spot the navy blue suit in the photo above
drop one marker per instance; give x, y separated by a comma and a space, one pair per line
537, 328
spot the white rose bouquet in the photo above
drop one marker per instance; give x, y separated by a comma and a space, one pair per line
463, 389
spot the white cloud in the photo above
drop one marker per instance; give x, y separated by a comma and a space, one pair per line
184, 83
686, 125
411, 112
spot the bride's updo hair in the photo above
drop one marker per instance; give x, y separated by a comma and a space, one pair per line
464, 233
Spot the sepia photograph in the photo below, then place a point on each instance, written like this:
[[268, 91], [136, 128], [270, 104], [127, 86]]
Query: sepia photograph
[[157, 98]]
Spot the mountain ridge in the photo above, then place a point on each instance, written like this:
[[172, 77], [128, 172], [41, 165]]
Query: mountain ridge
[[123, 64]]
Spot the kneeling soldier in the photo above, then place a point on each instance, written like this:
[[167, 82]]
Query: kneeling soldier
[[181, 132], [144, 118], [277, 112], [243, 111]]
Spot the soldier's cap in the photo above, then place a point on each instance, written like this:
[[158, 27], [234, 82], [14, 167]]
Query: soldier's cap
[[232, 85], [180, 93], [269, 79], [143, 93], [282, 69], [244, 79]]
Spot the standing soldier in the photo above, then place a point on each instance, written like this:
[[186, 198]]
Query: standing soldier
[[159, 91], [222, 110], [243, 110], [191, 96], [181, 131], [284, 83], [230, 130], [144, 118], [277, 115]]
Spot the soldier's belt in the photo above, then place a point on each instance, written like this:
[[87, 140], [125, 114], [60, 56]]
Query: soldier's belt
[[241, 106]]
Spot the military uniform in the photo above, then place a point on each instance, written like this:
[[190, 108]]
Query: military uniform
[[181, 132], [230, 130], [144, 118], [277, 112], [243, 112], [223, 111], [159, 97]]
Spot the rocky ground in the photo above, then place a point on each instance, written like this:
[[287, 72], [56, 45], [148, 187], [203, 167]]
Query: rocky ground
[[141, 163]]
::::
**Work to be completed:**
Take from the listing above each line containing "white".

**Response box:**
spot the white rose bouquet in the photo above
spot the white cloud in the photo above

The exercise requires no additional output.